▶ _THE TASK_: Give back the entries exactly as they read, leaving each image out.

▶ _STORED DATA_:
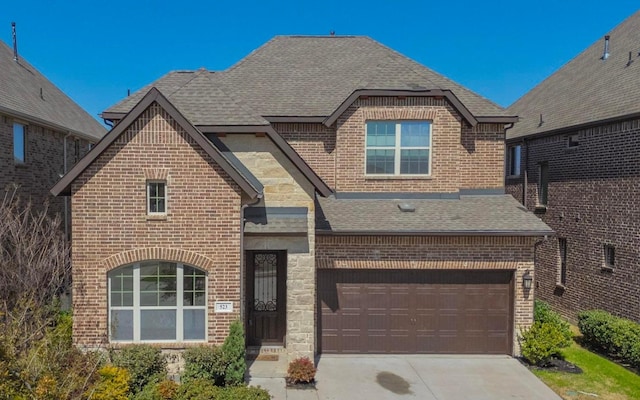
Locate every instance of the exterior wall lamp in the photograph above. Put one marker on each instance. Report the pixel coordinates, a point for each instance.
(527, 280)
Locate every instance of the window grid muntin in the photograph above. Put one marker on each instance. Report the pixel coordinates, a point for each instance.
(137, 308)
(397, 148)
(157, 197)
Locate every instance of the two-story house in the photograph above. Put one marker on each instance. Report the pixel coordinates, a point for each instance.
(573, 159)
(334, 195)
(43, 133)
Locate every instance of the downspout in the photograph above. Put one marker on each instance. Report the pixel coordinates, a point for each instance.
(66, 198)
(242, 266)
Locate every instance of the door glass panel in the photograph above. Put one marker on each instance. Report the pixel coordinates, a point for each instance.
(265, 282)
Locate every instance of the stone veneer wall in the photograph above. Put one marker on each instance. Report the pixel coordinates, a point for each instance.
(284, 186)
(111, 227)
(423, 252)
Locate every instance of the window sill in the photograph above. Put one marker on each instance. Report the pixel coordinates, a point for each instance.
(397, 177)
(158, 217)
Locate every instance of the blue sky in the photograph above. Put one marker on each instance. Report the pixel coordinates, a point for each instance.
(95, 51)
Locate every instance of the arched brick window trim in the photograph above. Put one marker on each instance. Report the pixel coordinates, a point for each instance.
(158, 253)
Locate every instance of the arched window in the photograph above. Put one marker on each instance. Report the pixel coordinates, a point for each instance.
(157, 301)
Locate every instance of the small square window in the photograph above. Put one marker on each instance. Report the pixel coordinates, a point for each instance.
(513, 160)
(156, 197)
(19, 143)
(609, 256)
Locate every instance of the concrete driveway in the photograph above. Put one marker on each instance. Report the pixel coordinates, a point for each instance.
(420, 377)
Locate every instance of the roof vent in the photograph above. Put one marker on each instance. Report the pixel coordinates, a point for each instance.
(406, 207)
(15, 42)
(605, 55)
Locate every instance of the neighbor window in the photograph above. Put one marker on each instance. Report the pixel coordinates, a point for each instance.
(513, 160)
(156, 197)
(19, 143)
(157, 301)
(398, 147)
(543, 183)
(562, 275)
(609, 256)
(573, 140)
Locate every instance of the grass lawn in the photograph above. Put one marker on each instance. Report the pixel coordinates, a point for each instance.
(601, 377)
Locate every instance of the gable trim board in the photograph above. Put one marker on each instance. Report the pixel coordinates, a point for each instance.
(64, 185)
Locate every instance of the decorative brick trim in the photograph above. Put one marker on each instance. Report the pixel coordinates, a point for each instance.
(158, 253)
(388, 113)
(156, 173)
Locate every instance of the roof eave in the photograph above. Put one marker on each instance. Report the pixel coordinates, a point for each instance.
(453, 100)
(63, 186)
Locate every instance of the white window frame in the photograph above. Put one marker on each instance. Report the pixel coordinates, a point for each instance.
(24, 143)
(398, 149)
(513, 169)
(179, 307)
(149, 198)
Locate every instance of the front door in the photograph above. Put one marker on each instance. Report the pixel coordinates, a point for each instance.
(266, 297)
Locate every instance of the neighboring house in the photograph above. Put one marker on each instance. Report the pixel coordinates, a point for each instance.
(334, 195)
(573, 159)
(43, 133)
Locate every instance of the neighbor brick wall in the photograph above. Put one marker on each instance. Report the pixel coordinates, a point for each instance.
(462, 157)
(423, 252)
(111, 227)
(593, 199)
(43, 166)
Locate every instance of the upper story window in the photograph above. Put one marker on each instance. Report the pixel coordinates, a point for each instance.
(156, 197)
(543, 183)
(157, 301)
(513, 160)
(398, 148)
(19, 143)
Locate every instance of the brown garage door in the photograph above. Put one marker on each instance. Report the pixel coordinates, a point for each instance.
(403, 311)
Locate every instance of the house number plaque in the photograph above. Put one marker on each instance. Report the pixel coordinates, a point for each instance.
(223, 306)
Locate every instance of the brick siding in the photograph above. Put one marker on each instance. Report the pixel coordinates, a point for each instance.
(592, 200)
(111, 227)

▶ _WRITTEN REPLY_:
Locate every instance of the exterior wall lamp in the photograph above. Put one marker on each instance. Report the pixel coordinates, a point for each instance.
(527, 280)
Locate every instance of the window grid muntin in the photograph above. Put one marker on each instance. Report the pixel coordinates, a point for each instance.
(137, 308)
(397, 148)
(157, 197)
Locate every instance of the two-story house in the photograph above. Put one marker on each instance. Report the pixel coordinates, a point for each instance.
(573, 159)
(334, 195)
(43, 133)
Locate every instance of the downspout in the photograph above. Put one marker on each instance. Report the pixel coordinates, a point for each instance.
(66, 198)
(242, 266)
Locate every instance of the door glass panel in the photograph above. Put one marker on each instance. Report the pixel coordinates, a point for each instance.
(265, 282)
Locate every instance of the stone veneer wall in the photograph above. Put one marker on each instance. Report the pixel coordinates, a point for each instance.
(284, 186)
(111, 227)
(423, 252)
Locate every instance of the window sill in the photograph above. Put one marker on each instance. Report the pixel coordinates, a point for each instance.
(397, 177)
(158, 217)
Locate every instance of the blue sky in the photograph above. Put one marker on each instance. Report the pixel coordinates, a point for each instance.
(95, 51)
Locate every instance of the arched brick window trim in the photograph above. Put one marker on each instance. Report the pixel coordinates, a point for each instance.
(158, 253)
Locate every instance of the arched window in the photograph above. Put one marker on each instance. Report the pixel coordinates, a point for each instance.
(157, 301)
Locate every instance of the small square window in the photograph above. Put one marker on each instance. Report the pixel coordinates, a point for each instance.
(513, 160)
(156, 197)
(19, 143)
(609, 256)
Locate every instance of the concrete driveway in the photograph above. Put one marker on each instance. Report the pixel coordinates, a point for each instance.
(420, 377)
Locate every instance of the roof vent in the photograph above. Put one marker on each instance. Report the pixel coordinates, a point for each instance.
(406, 207)
(15, 42)
(605, 55)
Locate every instance of the neighbor window in the photograph above. Put one marker on each instance. Report the pixel coordinates, a point for each instance.
(513, 160)
(156, 197)
(19, 143)
(157, 301)
(398, 147)
(543, 183)
(562, 275)
(609, 256)
(573, 140)
Locate every instance of the grass lawn in the photograph above. Put one marker on each instance. Report the pixel coordinates, a point for each instance.
(601, 377)
Locate every instance of the gable trim board in the photograph above. Put one marker on each instance. Report the pixel coordinates, a point for each instance.
(64, 185)
Locate every instance of the decorative brick trim in the photograph above. Put one marker on each instance. Report the pixel coordinates, a point for each instance.
(158, 253)
(388, 113)
(156, 173)
Locate every instance of the roof eave in the photograph above. Put one marker on each instance. Report the pixel coordinates, a point for each instance.
(453, 100)
(63, 186)
Locate every instance of the white window frame in the photograph above. Put one marker on each instance. Report the pixel coordinates, a point for each instance.
(24, 143)
(398, 149)
(513, 169)
(179, 307)
(149, 198)
Locate every instance of the front door in the photograph above. Put one marker on each instance. Report the pixel coordinates, a point for each instance.
(266, 297)
Locate every instance of the neighboring house in the photograph above. Put one marker on each instance. Report the pixel coordinates, a point for each instance.
(334, 195)
(573, 159)
(43, 133)
Locate every instance of the neighbor brick wall in the photograph above. Put one marker on each instance. Report the pixel coordinates, a point for each instance.
(462, 157)
(423, 252)
(111, 227)
(593, 199)
(43, 166)
Locate every instance of the upper story window in the photograph above. Put one marker on each instance. Report the pixel coordinates, a point for each instance.
(156, 197)
(543, 183)
(157, 301)
(513, 160)
(398, 148)
(19, 143)
Locate every instance of the brown garage door in the photograph above. Put one marker on each instance. Report the pixel coordinates, a point for each instance.
(403, 311)
Locate every instance of the house number plaque in the photograph above. Put one marker on each instance. Report the pixel coordinates, a point for each instance.
(223, 306)
Locate every instance of the brick siding in the photograph above. Put one marker on each instance. Report the pixel coordinates, a point for each instance.
(592, 200)
(111, 227)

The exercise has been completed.